ESERCIZIO:
Prosegui l'articolo su Cantine Pellegrino a Pantelleria, riprendendo subito dopo l'ultima frase riportata.

ESTRATTO DEL DOCUMENTO:
===============
Cantine Pellegrino, l’oro di Pantelleria oltre moscato e passito

Lo storico gruppo vinicolo siciliano, presente sull’isola dal 1992, punta a creare grandi vini bianchi secchi. L’esempio di Isesi, da uve Zibibbo selezionate in diverse contrade

di CAMILLA GARAVAGLIA
18 luglio 2024
Cantina Pellegrino a Pantelleria

Cantina Pellegrino a Pantelleria

A Pantelleria non si capita per caso. Bisogna volerci proprio arrivare, in traghetto (anche in yacht, per chi ce l’ha) o in aereo, sfidando i venti dal mare e dall’aria e le punte nere aguzze di basalto e ossidiana dal mare. La bellezza di Pantelleria sta, forse, proprio nel corteggiamento richiesto per essere raggiunta da chi vuole visitarla, da chi vuole restare e da chi la vuole coltivare.

Il corteggiamento di Pellegrino nei confronti di Pantelleria è iniziato nel 1992 e non è mai più finito: sull’isola, Pellegrino - che da più di 140 anni coltiva varietà pregiate di uve autoctone nella Sicilia occidentale - produce i suoi famosi passiti, i moscati e da qualche tempo un vino bianco, Isesi, sostenendo il lavoro degli eroici viticoltori locali. Eroici non per modo di dire: i vitigni di Pantelleria entrano a pieno titolo nella descrizione dei “vigneti eroici o storici” tutelati dalla legge n. 238/2016 - Testo unico della vite e del vino nell'articolo 7, perché coltivati su migliaia di chilometri di muretti a secco su pendenze praticabili solo a dorso di asino - l’asinello pantesco è uno degli emblemi dell’isola - o a piedi.

La famiglia Pellegrino nella tenuta di Pantelleria
La famiglia Pellegrino nella tenuta di Pantelleria

“La vendemmia a Pantelleria richiede un atteggiamento sacrale, perché si fa in ginocchio - spiega Benedetto Renda, presidente di Cantine Pellegrino e presidente anche del Consorzio Doc Marsala e del Consorzio Volontario di Tutela dei vini Doc dell’isola di Pantelleria -. La coltivazione ad alberello pantesco richiede che ogni fase della lavorazione avvenga in ginocchio, appunto, o con la schiena piegata. Una pratica che richiede sacrificio e dedizione, oltre che una certa maestria perché ogni vite - come, del resto, ogni ulivo e ogni pianta di cappero - qui sull’isola va domata perché possa resistere al vento costante”.

Pellegrino e Pantelleria: storia di un amore

A Pantelleria, Pellegrino è la più importante realtà produttiva di vino da uve Zibibbo, sinonimo di Moscato d’Alessandria, che coltiva negli otto ettari della Tenuta Sibà - nella parte ovest dell’isola - e che acquisisce da viticoltori locali. Non è, questo, l’unico investimento fatto sull’isola e per l’isola: con l’iniziativa ‘Insieme per Pantelleria’, la famiglia Pellegrino ha creato un vivaio specializzato, volto alla riproduzione e al reimpianto delle specie endemiche andate distrutte in numerosi, recenti incendi. Nella cantina di Pantelleria, praticamente a emissione zero, Pellegrino ottimizza la gestione dei rifiuti e il contenimento di ogni forma di inquinamento, dall’utilizzo agronomico delle acque reflue all’utilizzo di materiali riciclabili al riutilizzo del vetro. Infine, Pellegrino ha creato nella sede della cantina tra la strada perimetrale e via Reverendo Pellegrino una terrazza per aperitivi e degustazioni con vista, ovviamente, sul mare. Un nuovo punto d’incontro potrebbe sorgere anche all’interno della vigna Sibà, dove tra le viti ad alberello si trovano strutture e dammusi antichi che chiedono solo di essere recuperati.
===============
(Dati estratti da una raccolta)
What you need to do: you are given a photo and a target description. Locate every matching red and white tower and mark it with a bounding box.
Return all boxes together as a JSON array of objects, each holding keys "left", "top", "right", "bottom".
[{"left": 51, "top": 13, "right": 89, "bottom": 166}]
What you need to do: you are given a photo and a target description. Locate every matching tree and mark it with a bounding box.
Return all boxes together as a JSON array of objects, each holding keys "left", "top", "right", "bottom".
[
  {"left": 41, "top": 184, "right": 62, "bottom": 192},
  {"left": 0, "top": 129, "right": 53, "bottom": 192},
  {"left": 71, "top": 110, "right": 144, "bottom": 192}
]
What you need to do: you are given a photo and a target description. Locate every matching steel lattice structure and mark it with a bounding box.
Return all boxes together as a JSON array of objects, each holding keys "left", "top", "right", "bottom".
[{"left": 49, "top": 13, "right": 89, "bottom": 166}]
===============
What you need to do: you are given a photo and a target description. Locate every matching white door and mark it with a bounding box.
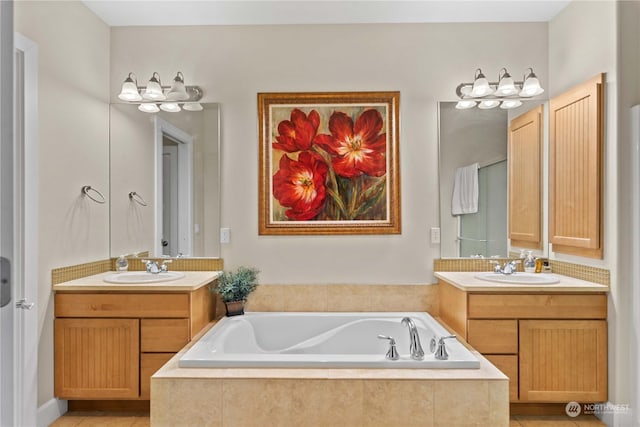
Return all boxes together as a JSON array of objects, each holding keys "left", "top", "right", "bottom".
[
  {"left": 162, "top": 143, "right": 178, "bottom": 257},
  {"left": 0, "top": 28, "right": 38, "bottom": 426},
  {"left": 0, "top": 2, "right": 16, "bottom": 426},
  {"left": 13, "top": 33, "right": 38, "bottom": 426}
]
===============
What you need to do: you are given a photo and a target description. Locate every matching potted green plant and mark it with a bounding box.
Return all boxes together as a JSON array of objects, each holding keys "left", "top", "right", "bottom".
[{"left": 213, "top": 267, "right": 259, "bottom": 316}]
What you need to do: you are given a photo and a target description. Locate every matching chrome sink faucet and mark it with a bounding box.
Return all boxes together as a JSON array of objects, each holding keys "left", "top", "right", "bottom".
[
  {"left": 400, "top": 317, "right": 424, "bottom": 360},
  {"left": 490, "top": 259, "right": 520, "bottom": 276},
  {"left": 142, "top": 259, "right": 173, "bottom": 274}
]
===============
RISULTATO:
Tenuta Sibà si trova all’interno dell’area naturale protetta dal Parco nazionale di Pantelleria, e non potrebbe essere altrimenti: qui si arriva agevolmente solo con mezzi da lavoro o a bordo della Fiat Panda, l’automobile più diffusa sull’isola e, in qualche modo, erede dell’asinello pantesco. Si tratta di 9 ettari - tra impiantati e ancora da impiantare - distribuiti su pendii che partono da circa 300 metri sul livello del mare fino ai 400 metri, su suoli sono di origine vulcanica, leggermente argillosi e sabbiosi, con presenza di ferro e di cristalli di mica: il terreno, camminando tra gli alberelli, brilla sotto i passi. Qui l’enologo di Pellegrino, Nicolò Poma, ha trovato l’ambiente perfetto per uno dei più sorprendenti progetti della cantina: la produzione di grandi vini bianchi secchi panteschi. “In un’isola in cui passiti e moscati governano il mercato - spiega Poma - noi stiamo creando un vino secco, Isesi, che ci sta già dando grosse soddisfazioni. Isesi - che prende il nome dalla cultura pantesca dei Sesi - non nasce solo a Sibà: nella sua produzione, ho la possibilità di scegliere nelle contrade Mueggen, Barone e Khamma i grappoli idonei per fare un grande vino bianco, che si avvicini per personalità e caratteristiche ai grandi vini internazionali. Ci ho messo quindici anni per conoscere bene l’isola, prima di tentare questa scommessa con Pellegrino”.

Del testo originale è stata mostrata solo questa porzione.